Your objective:
The lines to be set down run from the line containing "the small bud on branch" through the final line of the data below; print them exactly and print nothing else.

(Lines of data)

◆ ◆ ◆ ◆

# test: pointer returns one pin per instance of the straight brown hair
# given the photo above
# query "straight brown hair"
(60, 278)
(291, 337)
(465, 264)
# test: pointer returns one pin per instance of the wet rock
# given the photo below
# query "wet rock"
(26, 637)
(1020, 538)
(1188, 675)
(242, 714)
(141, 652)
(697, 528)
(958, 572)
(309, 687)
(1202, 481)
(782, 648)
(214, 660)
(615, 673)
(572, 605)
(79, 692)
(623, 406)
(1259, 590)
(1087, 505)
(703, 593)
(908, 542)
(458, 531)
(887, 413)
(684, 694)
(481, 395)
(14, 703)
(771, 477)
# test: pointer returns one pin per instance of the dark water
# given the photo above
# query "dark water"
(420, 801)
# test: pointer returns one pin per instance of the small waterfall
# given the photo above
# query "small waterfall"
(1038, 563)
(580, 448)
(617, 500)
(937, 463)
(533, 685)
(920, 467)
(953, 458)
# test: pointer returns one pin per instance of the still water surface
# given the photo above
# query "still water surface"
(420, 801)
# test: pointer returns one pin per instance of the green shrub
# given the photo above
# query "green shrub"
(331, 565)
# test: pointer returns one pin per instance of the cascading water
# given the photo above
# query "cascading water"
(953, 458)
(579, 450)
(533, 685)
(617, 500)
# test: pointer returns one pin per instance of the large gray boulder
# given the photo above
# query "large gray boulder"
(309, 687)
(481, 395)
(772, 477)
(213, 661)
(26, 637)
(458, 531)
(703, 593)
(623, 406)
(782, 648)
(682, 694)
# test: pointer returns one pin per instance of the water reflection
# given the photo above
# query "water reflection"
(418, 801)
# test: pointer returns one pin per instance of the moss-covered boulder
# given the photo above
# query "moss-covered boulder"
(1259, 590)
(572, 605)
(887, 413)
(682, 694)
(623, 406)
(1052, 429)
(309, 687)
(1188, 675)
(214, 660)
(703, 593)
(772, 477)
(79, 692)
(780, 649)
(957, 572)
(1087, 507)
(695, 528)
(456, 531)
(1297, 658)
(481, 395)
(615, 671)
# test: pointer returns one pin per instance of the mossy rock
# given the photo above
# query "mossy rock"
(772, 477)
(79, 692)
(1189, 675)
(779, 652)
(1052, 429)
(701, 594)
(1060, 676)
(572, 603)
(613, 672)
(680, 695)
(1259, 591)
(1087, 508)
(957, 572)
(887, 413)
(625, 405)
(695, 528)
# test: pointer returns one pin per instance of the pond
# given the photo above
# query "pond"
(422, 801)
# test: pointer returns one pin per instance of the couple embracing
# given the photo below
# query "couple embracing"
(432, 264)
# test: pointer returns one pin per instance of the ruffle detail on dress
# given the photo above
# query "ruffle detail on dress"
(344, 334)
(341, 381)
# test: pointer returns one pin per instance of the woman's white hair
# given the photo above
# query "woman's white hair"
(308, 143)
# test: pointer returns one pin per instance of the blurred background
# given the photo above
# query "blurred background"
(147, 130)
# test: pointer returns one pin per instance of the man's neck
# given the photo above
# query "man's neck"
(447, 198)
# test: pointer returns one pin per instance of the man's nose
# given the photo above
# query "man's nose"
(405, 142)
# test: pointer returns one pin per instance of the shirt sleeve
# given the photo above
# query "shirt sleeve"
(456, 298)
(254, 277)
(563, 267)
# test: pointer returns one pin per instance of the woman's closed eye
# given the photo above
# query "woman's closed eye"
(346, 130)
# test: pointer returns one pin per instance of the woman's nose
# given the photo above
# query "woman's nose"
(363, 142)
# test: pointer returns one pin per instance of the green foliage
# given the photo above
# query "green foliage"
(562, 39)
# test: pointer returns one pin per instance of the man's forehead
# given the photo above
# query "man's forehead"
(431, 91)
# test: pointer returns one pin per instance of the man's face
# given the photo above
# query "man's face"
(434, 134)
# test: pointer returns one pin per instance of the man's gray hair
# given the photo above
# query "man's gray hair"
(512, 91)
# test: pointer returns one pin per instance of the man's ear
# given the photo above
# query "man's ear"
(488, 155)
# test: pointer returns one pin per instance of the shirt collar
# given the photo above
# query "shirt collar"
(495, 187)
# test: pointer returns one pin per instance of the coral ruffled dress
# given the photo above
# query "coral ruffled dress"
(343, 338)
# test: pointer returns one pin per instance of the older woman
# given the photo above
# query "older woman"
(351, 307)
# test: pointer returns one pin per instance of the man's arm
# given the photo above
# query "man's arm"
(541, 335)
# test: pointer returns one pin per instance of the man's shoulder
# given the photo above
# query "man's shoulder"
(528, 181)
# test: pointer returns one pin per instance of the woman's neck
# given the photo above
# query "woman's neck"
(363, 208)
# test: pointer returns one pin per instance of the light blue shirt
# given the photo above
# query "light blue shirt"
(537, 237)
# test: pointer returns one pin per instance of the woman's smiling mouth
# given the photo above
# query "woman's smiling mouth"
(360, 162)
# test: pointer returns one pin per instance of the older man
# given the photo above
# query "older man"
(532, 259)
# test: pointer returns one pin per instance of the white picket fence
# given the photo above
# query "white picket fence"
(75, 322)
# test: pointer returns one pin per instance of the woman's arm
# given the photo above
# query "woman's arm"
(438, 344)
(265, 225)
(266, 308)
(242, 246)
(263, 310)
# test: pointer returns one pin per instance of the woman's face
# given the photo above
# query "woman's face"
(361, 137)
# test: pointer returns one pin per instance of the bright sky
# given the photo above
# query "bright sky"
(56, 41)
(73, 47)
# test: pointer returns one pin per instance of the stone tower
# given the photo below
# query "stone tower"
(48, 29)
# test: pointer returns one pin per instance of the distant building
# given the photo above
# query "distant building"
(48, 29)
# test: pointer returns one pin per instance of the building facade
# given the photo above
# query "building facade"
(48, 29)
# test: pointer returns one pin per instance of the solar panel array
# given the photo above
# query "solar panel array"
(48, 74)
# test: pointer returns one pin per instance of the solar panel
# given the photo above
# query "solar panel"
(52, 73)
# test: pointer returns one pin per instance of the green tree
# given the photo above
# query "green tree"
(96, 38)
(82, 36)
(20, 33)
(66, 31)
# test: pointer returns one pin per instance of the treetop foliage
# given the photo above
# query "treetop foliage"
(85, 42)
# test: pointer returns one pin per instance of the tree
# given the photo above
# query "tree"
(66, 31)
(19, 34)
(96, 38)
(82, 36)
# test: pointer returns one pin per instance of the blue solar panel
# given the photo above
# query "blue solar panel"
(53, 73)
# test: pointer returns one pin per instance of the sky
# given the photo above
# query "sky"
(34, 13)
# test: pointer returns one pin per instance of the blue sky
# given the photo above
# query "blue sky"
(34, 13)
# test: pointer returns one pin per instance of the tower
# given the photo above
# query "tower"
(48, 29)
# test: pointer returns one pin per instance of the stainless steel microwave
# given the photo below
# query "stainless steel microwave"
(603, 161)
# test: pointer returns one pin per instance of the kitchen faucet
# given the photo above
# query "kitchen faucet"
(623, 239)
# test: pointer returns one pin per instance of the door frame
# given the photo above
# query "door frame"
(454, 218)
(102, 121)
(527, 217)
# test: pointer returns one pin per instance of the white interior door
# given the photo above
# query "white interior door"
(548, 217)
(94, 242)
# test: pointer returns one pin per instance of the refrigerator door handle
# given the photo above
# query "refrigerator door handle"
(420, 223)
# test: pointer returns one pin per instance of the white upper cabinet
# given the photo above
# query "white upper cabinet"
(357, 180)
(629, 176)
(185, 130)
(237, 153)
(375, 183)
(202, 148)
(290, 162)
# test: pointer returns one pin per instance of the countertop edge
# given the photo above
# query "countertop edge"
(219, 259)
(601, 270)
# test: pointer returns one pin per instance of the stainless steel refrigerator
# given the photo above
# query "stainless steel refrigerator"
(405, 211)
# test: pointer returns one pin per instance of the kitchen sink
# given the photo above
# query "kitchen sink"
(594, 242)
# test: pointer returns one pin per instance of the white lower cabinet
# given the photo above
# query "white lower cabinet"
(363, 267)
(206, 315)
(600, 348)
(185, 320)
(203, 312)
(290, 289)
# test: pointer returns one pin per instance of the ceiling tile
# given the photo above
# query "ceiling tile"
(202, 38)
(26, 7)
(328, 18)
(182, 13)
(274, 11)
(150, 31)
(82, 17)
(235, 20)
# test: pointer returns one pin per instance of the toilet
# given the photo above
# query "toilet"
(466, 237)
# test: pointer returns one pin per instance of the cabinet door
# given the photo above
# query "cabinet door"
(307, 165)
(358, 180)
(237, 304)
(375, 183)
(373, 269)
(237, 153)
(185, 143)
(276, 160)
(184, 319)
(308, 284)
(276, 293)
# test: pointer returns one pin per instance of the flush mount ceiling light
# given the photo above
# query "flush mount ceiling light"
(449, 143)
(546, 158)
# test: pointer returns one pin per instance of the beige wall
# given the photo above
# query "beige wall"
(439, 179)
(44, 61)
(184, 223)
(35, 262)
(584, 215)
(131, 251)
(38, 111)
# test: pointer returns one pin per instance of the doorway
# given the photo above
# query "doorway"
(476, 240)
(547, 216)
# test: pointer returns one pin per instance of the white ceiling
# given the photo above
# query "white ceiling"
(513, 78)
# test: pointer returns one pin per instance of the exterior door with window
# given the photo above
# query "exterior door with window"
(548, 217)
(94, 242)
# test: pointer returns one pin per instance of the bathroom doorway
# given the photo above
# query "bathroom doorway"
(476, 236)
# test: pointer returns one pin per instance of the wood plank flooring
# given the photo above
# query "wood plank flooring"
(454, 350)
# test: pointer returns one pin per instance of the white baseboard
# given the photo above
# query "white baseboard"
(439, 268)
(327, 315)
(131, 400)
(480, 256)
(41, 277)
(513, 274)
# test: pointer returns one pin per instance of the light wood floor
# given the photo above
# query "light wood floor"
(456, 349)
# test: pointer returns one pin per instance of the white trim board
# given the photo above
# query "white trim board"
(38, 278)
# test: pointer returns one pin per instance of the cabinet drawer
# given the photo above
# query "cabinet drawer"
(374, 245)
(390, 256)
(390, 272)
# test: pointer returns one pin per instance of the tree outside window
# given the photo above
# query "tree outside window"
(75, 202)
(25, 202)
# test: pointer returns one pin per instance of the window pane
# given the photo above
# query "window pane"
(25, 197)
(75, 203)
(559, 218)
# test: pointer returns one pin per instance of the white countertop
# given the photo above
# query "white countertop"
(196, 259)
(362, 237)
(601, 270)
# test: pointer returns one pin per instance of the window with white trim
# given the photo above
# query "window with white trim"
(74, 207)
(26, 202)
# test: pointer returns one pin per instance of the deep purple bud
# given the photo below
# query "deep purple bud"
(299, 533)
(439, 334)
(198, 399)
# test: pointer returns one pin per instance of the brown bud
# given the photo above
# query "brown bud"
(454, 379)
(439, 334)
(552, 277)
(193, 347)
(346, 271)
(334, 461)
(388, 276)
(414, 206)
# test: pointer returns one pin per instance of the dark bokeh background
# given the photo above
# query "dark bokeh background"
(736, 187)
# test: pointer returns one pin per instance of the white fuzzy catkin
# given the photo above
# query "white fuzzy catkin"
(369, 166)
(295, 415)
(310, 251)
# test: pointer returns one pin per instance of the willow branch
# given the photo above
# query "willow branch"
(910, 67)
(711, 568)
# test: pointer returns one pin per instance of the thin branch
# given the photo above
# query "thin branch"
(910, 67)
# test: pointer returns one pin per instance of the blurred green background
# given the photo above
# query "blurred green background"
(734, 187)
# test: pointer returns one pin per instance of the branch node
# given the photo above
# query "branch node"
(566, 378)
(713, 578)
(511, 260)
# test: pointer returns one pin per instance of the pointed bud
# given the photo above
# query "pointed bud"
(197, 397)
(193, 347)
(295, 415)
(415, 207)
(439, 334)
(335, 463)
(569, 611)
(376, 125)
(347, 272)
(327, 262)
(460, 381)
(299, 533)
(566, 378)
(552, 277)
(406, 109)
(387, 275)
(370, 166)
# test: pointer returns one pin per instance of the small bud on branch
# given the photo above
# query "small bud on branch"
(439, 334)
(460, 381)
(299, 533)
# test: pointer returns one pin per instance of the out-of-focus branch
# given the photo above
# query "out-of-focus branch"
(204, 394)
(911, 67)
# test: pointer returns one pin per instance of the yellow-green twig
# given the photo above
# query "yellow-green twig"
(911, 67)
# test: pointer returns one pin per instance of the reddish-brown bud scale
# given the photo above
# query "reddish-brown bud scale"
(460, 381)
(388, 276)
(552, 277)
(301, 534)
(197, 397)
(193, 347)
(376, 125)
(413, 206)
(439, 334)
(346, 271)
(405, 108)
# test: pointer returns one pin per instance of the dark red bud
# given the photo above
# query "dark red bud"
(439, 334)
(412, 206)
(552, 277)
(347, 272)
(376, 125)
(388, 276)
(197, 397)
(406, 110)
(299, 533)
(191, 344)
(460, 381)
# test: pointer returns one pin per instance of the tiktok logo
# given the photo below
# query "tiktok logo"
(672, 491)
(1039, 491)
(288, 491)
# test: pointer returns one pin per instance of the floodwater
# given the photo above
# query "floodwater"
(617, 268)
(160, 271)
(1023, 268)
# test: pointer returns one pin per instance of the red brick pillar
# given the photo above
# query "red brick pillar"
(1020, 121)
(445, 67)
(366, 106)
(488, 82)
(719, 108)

◆ ◆ ◆ ◆

Solution to this problem:
# test: pointer returns one pin per instance of the small bud on branch
# given the photo above
# query "small bud on branch"
(439, 334)
(460, 381)
(299, 533)
# test: pointer returns one pin per instance of the out-of-focus branch
# given the photo above
# query "out-of-focus branch"
(204, 394)
(911, 67)
# test: pointer returns one pin per instance of the yellow-green twig
# given the photo above
# query "yellow-green twig"
(911, 67)
# test: pointer returns one pin per instance of the reddish-brown bud scale
# given the photo above
# query "reddish-brown bud scale"
(460, 381)
(388, 276)
(552, 277)
(301, 534)
(197, 397)
(193, 347)
(376, 125)
(413, 206)
(439, 334)
(346, 271)
(405, 108)
# test: pointer returns one pin per instance of the dark red bud
# given the photo above
# query "dark red bud"
(439, 334)
(412, 206)
(552, 277)
(347, 272)
(376, 125)
(388, 276)
(197, 397)
(406, 110)
(299, 533)
(191, 344)
(460, 381)
# test: pointer returns one pin per instance of the tiktok logo
# given the photo below
# query "tiktok logo"
(672, 491)
(1039, 491)
(288, 491)
# test: pointer returns one pin per instance of the floodwater
# given the photo above
# query "floodwater"
(617, 268)
(160, 271)
(1023, 268)
# test: pointer returns one pin per instance of the red brick pillar
# given the photo above
# query "red brick pillar"
(1020, 121)
(445, 67)
(366, 106)
(488, 82)
(719, 108)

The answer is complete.